- [Records shown]:

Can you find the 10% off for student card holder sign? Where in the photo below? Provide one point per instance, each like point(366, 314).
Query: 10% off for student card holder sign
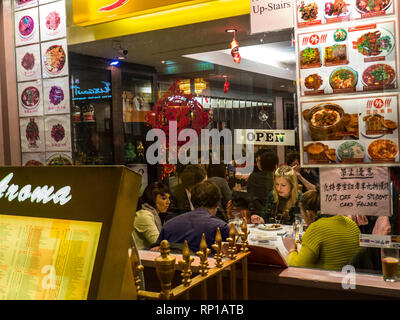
point(356, 191)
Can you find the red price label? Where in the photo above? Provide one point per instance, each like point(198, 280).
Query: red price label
point(314, 39)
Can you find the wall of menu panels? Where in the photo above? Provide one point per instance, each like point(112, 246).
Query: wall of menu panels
point(42, 82)
point(348, 82)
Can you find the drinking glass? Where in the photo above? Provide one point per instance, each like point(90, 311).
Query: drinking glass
point(390, 263)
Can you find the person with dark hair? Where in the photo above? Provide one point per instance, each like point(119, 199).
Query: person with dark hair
point(260, 183)
point(309, 178)
point(191, 225)
point(190, 176)
point(241, 202)
point(147, 225)
point(328, 243)
point(217, 174)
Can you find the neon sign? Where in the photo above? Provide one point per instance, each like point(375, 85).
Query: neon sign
point(39, 194)
point(117, 4)
point(92, 93)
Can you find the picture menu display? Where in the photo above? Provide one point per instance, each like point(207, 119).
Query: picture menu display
point(46, 259)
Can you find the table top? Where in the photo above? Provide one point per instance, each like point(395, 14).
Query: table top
point(264, 235)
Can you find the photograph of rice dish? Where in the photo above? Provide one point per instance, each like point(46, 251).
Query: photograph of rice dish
point(308, 12)
point(313, 81)
point(378, 75)
point(374, 44)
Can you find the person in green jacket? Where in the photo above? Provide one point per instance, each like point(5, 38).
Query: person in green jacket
point(328, 243)
point(147, 225)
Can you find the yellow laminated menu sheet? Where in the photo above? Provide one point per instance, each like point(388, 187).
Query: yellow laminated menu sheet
point(46, 259)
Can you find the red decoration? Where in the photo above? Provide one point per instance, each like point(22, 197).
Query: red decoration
point(226, 86)
point(174, 105)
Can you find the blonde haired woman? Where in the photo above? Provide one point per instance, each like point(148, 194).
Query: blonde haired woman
point(283, 200)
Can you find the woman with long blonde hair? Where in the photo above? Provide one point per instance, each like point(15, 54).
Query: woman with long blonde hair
point(283, 200)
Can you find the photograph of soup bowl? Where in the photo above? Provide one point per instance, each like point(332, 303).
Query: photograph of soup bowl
point(324, 121)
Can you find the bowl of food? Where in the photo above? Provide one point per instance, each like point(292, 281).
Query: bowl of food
point(310, 57)
point(382, 149)
point(54, 59)
point(350, 151)
point(30, 98)
point(340, 35)
point(314, 81)
point(375, 43)
point(324, 120)
point(308, 11)
point(370, 6)
point(337, 9)
point(316, 151)
point(378, 75)
point(343, 78)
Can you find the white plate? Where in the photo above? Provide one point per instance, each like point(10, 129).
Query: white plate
point(268, 228)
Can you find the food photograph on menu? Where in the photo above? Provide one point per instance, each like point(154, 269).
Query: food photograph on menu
point(58, 133)
point(23, 4)
point(26, 27)
point(28, 63)
point(360, 58)
point(30, 99)
point(52, 21)
point(317, 12)
point(32, 134)
point(54, 58)
point(56, 95)
point(352, 130)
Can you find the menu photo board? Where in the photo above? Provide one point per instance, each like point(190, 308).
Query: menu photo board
point(316, 12)
point(348, 59)
point(351, 131)
point(356, 190)
point(65, 232)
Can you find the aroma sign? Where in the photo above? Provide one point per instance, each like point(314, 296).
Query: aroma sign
point(91, 12)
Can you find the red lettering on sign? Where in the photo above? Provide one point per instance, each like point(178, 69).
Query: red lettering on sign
point(314, 39)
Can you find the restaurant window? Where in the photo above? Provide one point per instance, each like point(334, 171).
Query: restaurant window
point(91, 95)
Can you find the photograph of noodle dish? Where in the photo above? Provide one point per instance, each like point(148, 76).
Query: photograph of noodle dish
point(313, 81)
point(374, 43)
point(308, 12)
point(378, 75)
point(54, 59)
point(382, 149)
point(350, 151)
point(310, 57)
point(337, 8)
point(343, 78)
point(367, 6)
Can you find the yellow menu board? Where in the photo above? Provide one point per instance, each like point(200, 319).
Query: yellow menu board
point(46, 259)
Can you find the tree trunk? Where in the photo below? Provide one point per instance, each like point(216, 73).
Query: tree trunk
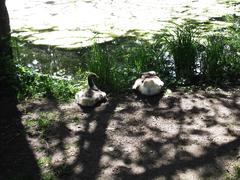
point(17, 160)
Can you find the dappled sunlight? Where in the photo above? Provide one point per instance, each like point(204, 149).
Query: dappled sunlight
point(77, 22)
point(186, 135)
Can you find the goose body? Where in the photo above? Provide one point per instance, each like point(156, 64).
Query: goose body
point(148, 84)
point(91, 96)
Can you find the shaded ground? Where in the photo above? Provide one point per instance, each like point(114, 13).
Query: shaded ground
point(182, 136)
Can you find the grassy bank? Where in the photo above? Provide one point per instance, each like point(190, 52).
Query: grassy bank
point(183, 56)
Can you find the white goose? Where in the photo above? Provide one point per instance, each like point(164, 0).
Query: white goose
point(91, 96)
point(148, 84)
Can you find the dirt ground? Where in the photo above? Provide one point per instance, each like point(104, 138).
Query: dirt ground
point(183, 135)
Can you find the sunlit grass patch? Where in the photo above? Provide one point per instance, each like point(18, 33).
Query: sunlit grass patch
point(42, 123)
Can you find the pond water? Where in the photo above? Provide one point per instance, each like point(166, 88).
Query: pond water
point(75, 23)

- [Problem statement]: Copy out all of the records above verbatim, from first to last, and leave the pictures out of your answer.

- [Response below]:
Can you find the 10% off for student card holder sign? Where in the photo below? Provide one point per instance, each like point(366, 314).
Query: 10% off for student card holder sign
point(356, 191)
Can you find the red price label? Where in the photo above? Provide one point per instance, each like point(198, 280).
Query: red price label
point(314, 39)
Can you find the wall of menu panels? Where in the photo above? Provide one point per instance, each like point(112, 246).
Query: wall of menu panels
point(42, 82)
point(348, 82)
Can you find the drinking glass? Where in the photo above? Provide one point per instance, each like point(90, 311).
Query: drinking glass
point(390, 263)
Can you find the person with dark hair? Where in the photo above? Provide one point per instance, each like point(119, 199).
Query: person with dark hair
point(260, 183)
point(309, 178)
point(191, 225)
point(190, 176)
point(241, 202)
point(147, 225)
point(328, 243)
point(217, 174)
Can you find the neon sign? Where in the photo above? Provide one point per instance, each like point(375, 85).
Query: neon sign
point(39, 194)
point(117, 4)
point(92, 93)
Can you find the picture menu display? Where in the photo above? Provide one point per instance, each like point(207, 119).
Query: picture menu display
point(46, 259)
Can you find the table top? Where in the photo above? Provide one point per instance, each like point(395, 14).
Query: table top
point(264, 235)
Can you find the photograph of rice dish? Where in the photo above? Provide one point per instance, each like point(46, 251).
Query: photograph of rice dish
point(308, 12)
point(313, 81)
point(378, 75)
point(374, 44)
Can you find the person in green jacket? Where in the photo above? Provide one point per instance, each like point(5, 38).
Query: person in green jacket
point(328, 243)
point(147, 225)
Can you find the yellow laminated menu sheet? Where in the photo above? Provide one point per instance, each like point(388, 187).
Query: yellow laminated menu sheet
point(46, 259)
Can you find the red decoration? Where in the photo above? Provide one point per instance, each like point(22, 197).
Query: red decoration
point(226, 86)
point(174, 105)
Can you find the blonde haired woman? Where in the photo above? Provide one point per instance, each like point(148, 194).
Query: blonde haired woman
point(283, 200)
Can you find the woman with long blonde hair? Where in the photo above? Provide one point per instance, each like point(15, 54).
Query: woman with long blonde hair
point(283, 200)
Can you find the photograph of soup bowl? Where in the photo above? Provide one point per instance, each like point(332, 303).
Query: photograph of soup bowl
point(324, 121)
Can you find the bowl of food? Where in the photo above? Provide one point per instance, each like point(292, 281).
Query: bowl of food
point(310, 57)
point(382, 149)
point(54, 59)
point(350, 151)
point(30, 98)
point(340, 35)
point(314, 81)
point(375, 43)
point(324, 120)
point(308, 11)
point(370, 6)
point(337, 9)
point(316, 151)
point(378, 75)
point(343, 78)
Can you find the white plate? Where in the photo above? Provide one point per instance, each like point(10, 129).
Query: white plate
point(268, 228)
Can you find the food photograph on menu? Where in the photo above? Provide one point per instance, each like point(154, 269).
Query: food photograph on menu
point(58, 133)
point(23, 4)
point(26, 27)
point(28, 63)
point(360, 58)
point(30, 99)
point(52, 21)
point(317, 12)
point(32, 134)
point(54, 58)
point(56, 95)
point(352, 130)
Can you find the menu photo board? Where in the photo above? Provide one point per instance, each like point(190, 308).
Query: menu photo board
point(316, 12)
point(348, 59)
point(351, 131)
point(356, 190)
point(65, 232)
Can you find the aroma sign? Where in the photo above? Provide one point per instance, each like point(314, 296).
Query: aroma sign
point(91, 12)
Can you find the red lettering on sign? Where in the photo above? Provide one point per instance, each like point(178, 69).
Query: red lettering on sign
point(314, 39)
Can you find the restaurant window? Where in the photo above? Provide one point per instance, each like point(334, 171).
Query: restaurant window
point(91, 95)
Can you find the photograph of noodle dish? Where in the photo above? Provide one point per instance, each like point(148, 76).
Query: photograph of noodle dish
point(313, 81)
point(374, 43)
point(308, 12)
point(378, 75)
point(54, 59)
point(382, 149)
point(350, 151)
point(310, 57)
point(337, 8)
point(343, 78)
point(367, 6)
Can you find the yellow menu board? Where in the photo above? Provide one point per instance, each like point(200, 319).
Query: yellow menu board
point(46, 259)
Can you find the tree trunk? Where in the photo below? Provide one point per instance, each like point(216, 73).
Query: tree trunk
point(17, 160)
Can you find the dappled sunlight? Where in the photo above? Provide one point per instance, each like point(204, 149).
Query: dappled sunlight
point(77, 22)
point(186, 135)
Can you find the goose body? Where in the photo above? Provide one point per instance, each like point(156, 64).
Query: goose body
point(148, 84)
point(91, 96)
Can you find the shaded ground? Where in the photo above? Provide one point per instance, each like point(114, 13).
Query: shaded ground
point(182, 136)
Can you find the grassy bank? Where in the photo above? Provide one point per instance, each like point(190, 52).
Query: grassy bank
point(183, 56)
Can you find the white goose? Where in the photo above? Provide one point per instance, each like point(164, 0).
Query: white goose
point(91, 96)
point(148, 84)
Can you find the dirt ground? Where in the photo above? Provide one point per instance, each like point(104, 138).
Query: dirt ground
point(183, 135)
Can you find the sunlit grass patch? Where in the photo above? Provide one point per instance, each like point(18, 33).
Query: sunlit grass patch
point(42, 123)
Can you find the pond water? Where in the photo above? Provide one point per instance, each like point(166, 88).
Query: pond water
point(75, 23)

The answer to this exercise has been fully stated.